Display every line of the records below that contains the word "bowl", copying each such line in full.

**EXTRACTED MATERIAL:**
_ _ _ _ _
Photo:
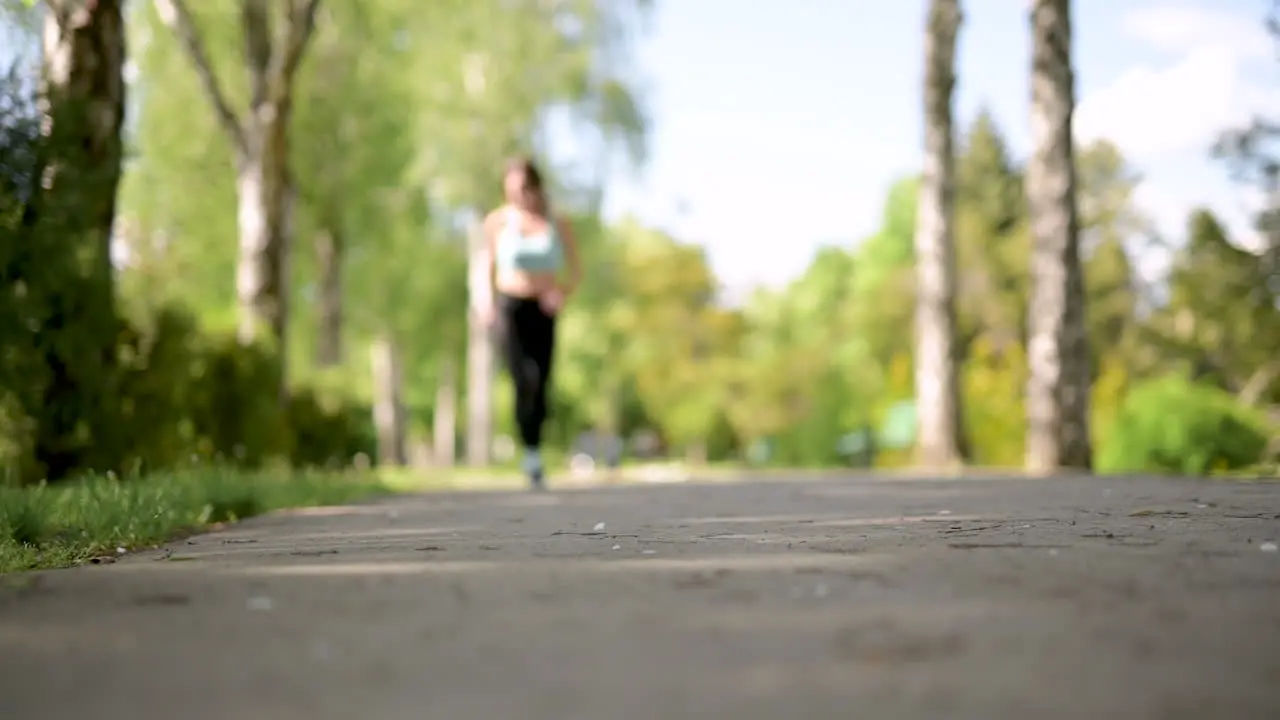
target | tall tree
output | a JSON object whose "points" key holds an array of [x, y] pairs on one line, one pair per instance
_ _ _ _ _
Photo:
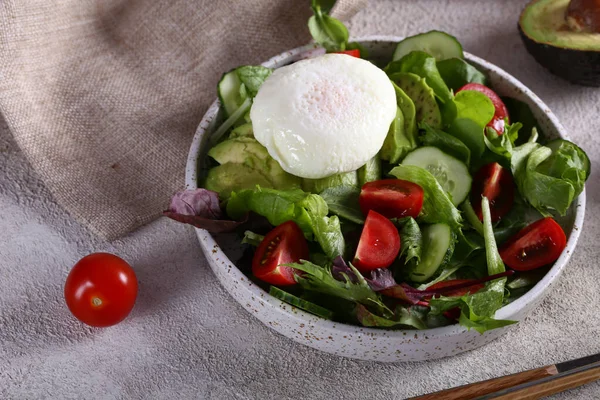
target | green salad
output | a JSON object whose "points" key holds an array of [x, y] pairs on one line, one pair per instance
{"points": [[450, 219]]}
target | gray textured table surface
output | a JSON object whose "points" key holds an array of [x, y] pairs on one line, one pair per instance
_ _ _ _ _
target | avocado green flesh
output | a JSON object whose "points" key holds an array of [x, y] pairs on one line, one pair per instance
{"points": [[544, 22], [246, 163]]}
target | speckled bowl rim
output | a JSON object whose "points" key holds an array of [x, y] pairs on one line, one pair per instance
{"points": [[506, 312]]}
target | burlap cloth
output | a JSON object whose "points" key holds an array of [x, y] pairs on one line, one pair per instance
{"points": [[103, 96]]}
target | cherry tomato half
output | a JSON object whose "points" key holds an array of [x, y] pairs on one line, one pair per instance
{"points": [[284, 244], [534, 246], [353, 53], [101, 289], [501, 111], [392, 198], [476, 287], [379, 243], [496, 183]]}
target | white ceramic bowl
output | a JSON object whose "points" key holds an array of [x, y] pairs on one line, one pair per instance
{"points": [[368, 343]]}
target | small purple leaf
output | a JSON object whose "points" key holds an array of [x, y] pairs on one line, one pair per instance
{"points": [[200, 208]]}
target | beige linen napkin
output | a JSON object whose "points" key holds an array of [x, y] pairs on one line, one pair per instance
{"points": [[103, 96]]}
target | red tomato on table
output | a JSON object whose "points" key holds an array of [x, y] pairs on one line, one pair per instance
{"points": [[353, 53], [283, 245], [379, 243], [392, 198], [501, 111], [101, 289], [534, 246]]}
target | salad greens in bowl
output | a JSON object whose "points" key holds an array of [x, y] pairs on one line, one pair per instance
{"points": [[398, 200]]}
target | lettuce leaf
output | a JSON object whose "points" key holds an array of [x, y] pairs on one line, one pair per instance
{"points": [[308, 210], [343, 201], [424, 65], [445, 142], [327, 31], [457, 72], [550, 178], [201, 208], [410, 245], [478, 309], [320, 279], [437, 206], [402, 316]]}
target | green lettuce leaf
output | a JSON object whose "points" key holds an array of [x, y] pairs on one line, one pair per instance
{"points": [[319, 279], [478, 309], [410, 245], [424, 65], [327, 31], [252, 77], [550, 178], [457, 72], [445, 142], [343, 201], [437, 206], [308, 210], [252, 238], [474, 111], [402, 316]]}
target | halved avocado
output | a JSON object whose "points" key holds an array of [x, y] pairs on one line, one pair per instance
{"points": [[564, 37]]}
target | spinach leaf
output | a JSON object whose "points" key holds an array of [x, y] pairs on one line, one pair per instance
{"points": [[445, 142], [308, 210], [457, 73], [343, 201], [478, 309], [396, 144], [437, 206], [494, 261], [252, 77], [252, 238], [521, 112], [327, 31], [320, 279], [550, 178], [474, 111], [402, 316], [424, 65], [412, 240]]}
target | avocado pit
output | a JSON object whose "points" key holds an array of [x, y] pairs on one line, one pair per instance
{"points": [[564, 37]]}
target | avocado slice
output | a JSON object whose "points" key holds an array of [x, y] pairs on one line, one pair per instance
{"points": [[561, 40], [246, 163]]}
_ _ _ _ _
**WRITTEN ANSWER:**
target | speckled bowl rim
target | white ceramic bowl
target | salad greens in bowl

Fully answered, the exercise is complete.